*JOB ITEM*: Reproduce the records below verbatim, from the start through the line containing "positive clicks: (495, 136)".

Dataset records
▬▬▬▬▬▬
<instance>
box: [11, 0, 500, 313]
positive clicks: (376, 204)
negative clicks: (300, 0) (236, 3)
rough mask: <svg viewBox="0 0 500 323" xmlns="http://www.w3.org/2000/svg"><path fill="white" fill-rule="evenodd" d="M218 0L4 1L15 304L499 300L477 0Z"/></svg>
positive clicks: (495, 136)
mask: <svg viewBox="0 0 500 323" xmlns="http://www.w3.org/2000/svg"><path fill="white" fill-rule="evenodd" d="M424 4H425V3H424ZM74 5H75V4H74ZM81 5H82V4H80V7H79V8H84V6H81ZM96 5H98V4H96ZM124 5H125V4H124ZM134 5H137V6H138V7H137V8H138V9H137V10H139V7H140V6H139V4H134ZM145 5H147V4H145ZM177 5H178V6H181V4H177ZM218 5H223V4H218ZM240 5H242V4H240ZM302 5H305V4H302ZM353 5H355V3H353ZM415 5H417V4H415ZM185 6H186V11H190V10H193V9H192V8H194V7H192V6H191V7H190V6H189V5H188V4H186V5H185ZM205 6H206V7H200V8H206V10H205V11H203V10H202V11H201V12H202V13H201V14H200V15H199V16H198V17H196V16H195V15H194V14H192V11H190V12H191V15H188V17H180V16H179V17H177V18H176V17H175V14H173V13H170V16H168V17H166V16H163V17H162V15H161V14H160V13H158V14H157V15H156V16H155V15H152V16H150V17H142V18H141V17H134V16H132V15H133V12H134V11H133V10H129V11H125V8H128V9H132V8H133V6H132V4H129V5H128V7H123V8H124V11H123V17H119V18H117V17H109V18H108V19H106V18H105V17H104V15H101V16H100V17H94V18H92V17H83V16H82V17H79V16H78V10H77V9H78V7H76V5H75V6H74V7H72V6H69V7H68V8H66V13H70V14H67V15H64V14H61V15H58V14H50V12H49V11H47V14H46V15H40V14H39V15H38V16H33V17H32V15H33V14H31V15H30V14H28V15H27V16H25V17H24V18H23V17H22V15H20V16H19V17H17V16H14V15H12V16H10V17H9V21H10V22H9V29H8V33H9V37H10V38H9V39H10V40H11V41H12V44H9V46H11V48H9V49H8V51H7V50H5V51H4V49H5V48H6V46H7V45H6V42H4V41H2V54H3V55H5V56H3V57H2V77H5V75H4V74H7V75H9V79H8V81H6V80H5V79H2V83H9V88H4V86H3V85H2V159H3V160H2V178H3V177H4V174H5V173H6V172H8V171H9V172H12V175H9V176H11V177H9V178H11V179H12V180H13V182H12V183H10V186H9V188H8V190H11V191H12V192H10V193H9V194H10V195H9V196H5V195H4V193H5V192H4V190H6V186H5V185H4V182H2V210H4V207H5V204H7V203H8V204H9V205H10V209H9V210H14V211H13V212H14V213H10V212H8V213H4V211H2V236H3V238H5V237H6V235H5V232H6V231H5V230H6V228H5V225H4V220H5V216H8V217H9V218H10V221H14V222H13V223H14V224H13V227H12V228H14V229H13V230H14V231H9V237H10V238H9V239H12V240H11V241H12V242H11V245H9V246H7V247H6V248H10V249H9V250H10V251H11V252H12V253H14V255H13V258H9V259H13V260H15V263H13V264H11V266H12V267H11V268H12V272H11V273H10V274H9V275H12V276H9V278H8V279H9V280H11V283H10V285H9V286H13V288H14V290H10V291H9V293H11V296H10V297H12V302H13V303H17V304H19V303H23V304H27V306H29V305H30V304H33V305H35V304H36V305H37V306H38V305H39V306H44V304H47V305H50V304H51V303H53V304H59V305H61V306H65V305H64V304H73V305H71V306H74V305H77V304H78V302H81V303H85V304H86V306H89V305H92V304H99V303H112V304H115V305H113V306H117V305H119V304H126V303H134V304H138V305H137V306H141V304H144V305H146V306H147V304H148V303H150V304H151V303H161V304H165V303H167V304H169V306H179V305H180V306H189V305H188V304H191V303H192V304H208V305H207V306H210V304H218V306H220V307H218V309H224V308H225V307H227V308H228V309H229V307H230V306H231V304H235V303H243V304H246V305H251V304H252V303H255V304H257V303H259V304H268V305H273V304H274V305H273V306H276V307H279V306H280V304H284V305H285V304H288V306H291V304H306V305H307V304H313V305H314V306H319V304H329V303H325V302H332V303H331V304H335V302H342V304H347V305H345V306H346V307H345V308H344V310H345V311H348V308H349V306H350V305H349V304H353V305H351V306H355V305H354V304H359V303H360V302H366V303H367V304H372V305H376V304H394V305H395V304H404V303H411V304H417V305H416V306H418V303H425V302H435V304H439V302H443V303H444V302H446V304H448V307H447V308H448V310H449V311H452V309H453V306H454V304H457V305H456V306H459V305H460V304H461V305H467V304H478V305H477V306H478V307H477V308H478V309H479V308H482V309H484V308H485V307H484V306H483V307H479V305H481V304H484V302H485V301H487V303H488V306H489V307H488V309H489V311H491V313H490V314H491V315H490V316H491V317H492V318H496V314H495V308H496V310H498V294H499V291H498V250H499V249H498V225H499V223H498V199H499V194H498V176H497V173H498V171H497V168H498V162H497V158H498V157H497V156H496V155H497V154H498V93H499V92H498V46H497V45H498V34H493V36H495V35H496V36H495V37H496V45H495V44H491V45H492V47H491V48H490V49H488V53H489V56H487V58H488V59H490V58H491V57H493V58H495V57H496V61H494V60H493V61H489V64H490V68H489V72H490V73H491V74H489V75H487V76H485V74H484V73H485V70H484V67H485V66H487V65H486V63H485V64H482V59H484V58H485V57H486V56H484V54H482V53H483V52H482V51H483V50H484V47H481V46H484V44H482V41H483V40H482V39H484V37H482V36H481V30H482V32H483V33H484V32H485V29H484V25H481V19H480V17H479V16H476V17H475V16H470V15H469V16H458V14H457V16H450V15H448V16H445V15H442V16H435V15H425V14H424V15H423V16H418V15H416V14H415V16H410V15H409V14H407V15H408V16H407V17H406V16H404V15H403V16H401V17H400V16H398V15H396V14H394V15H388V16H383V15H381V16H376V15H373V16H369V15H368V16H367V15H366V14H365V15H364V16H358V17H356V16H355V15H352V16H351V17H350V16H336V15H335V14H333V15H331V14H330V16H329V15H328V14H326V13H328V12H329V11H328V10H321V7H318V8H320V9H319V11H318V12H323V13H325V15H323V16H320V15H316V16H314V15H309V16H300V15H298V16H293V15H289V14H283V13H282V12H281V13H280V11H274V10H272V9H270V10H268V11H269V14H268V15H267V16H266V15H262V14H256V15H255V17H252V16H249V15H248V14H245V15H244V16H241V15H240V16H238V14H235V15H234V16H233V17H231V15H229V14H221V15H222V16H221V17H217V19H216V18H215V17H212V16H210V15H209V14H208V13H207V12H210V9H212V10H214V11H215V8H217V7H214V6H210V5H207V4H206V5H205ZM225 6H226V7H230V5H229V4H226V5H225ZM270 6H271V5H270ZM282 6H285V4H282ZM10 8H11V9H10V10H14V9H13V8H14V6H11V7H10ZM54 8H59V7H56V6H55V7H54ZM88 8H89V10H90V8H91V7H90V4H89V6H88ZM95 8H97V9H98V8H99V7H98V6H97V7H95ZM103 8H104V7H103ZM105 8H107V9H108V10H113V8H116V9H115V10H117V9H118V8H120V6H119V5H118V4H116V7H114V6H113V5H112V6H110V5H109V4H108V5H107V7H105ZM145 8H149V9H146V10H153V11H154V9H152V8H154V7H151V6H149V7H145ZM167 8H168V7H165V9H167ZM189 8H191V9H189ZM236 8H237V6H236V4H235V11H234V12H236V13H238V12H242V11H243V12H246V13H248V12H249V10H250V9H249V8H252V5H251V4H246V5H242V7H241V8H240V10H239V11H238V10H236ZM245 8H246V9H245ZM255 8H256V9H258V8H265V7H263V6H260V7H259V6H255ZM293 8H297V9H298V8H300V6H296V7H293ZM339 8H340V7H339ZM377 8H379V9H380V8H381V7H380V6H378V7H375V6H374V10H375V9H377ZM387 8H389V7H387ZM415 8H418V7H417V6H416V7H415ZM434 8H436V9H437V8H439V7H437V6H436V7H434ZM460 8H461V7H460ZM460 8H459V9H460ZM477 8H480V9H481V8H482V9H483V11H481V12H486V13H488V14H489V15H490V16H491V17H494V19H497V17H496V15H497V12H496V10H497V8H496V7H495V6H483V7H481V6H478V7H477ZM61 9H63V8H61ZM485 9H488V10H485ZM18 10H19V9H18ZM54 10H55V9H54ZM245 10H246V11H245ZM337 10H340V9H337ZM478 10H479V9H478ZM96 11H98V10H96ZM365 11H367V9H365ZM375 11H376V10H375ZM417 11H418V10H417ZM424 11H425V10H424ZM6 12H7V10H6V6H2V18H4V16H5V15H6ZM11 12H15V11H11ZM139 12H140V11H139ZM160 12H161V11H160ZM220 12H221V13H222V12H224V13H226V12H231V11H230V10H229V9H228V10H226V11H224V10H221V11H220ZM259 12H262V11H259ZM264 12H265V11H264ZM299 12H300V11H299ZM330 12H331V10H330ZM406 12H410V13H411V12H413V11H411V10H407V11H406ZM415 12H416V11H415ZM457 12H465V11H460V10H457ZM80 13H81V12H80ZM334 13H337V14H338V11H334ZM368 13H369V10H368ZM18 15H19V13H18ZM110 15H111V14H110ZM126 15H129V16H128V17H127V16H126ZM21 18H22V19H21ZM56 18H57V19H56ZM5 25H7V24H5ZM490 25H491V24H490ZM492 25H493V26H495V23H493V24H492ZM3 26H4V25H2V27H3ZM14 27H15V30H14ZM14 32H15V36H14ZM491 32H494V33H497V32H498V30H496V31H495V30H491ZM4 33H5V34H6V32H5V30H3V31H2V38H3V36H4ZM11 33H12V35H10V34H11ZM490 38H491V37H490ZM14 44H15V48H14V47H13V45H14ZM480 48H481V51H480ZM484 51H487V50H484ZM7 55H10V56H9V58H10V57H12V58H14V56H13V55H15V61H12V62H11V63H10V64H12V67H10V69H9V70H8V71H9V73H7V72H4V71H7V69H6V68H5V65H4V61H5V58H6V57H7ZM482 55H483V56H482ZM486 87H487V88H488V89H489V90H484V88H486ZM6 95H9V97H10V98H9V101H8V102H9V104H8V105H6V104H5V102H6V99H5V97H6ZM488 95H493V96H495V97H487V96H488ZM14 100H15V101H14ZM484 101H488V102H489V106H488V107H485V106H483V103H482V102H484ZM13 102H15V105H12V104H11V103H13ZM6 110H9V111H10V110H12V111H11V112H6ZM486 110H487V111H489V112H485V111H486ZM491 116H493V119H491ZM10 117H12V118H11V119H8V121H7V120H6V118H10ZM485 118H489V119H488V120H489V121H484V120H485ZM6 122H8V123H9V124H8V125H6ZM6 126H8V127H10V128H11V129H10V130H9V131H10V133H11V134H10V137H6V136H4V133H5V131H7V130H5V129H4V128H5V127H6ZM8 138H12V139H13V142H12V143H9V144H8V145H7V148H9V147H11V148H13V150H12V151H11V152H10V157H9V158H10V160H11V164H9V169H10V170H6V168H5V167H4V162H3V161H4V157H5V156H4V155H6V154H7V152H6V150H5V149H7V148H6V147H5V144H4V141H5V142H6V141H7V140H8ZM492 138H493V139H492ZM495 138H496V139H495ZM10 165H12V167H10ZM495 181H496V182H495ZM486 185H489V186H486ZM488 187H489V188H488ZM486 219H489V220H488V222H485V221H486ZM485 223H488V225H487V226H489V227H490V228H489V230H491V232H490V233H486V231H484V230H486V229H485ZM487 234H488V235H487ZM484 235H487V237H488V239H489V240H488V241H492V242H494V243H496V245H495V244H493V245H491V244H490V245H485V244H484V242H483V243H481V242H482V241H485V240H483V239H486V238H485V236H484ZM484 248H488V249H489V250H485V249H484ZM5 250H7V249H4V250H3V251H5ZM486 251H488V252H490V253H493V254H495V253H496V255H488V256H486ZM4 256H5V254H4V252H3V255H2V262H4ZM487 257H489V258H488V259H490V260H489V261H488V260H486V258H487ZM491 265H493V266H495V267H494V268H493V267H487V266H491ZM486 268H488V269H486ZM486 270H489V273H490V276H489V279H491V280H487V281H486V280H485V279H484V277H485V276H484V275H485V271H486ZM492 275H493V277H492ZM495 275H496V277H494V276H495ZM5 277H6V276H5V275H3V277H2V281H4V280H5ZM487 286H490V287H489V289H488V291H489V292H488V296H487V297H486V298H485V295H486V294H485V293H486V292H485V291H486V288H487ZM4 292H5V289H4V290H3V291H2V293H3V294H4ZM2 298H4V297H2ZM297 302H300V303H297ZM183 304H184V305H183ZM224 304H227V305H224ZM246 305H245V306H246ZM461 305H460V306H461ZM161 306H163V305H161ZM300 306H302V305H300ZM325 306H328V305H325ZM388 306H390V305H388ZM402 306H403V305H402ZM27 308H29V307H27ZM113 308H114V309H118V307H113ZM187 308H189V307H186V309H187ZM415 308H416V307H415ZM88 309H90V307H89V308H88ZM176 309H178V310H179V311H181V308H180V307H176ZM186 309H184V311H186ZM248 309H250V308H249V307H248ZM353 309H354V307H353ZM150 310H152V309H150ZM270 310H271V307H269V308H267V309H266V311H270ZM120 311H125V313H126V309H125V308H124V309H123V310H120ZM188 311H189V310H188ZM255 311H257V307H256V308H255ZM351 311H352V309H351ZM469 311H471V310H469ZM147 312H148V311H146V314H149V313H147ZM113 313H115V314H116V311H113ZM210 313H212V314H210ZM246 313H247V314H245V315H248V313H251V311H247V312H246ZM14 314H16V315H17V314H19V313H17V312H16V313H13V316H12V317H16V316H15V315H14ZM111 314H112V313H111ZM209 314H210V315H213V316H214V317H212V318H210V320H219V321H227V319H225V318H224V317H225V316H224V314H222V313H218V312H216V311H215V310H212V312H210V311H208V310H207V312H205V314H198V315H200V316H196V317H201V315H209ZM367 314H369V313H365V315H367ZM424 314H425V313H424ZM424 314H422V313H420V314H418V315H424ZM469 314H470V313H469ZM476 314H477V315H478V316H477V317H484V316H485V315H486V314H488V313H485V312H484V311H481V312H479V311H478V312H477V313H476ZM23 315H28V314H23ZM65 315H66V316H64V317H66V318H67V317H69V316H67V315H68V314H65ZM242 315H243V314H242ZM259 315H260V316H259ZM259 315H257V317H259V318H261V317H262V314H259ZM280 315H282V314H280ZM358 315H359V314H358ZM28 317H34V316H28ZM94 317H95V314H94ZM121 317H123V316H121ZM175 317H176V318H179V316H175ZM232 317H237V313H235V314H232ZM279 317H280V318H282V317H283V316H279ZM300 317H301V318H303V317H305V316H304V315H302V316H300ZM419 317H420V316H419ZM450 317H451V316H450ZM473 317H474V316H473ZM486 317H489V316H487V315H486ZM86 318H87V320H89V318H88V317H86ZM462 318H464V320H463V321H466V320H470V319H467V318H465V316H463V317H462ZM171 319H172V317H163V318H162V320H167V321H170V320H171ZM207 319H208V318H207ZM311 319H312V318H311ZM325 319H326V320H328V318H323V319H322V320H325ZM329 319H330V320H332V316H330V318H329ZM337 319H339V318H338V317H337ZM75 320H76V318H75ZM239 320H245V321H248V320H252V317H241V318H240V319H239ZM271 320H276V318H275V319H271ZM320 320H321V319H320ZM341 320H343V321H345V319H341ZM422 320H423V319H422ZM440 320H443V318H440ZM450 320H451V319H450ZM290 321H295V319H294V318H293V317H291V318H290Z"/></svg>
▬▬▬▬▬▬
*EXERCISE OUTPUT*:
<instance>
box: [11, 0, 500, 313]
positive clicks: (376, 204)
negative clicks: (300, 0) (236, 3)
rough mask: <svg viewBox="0 0 500 323" xmlns="http://www.w3.org/2000/svg"><path fill="white" fill-rule="evenodd" d="M218 0L4 1L15 304L499 300L477 0Z"/></svg>
positive clicks: (495, 136)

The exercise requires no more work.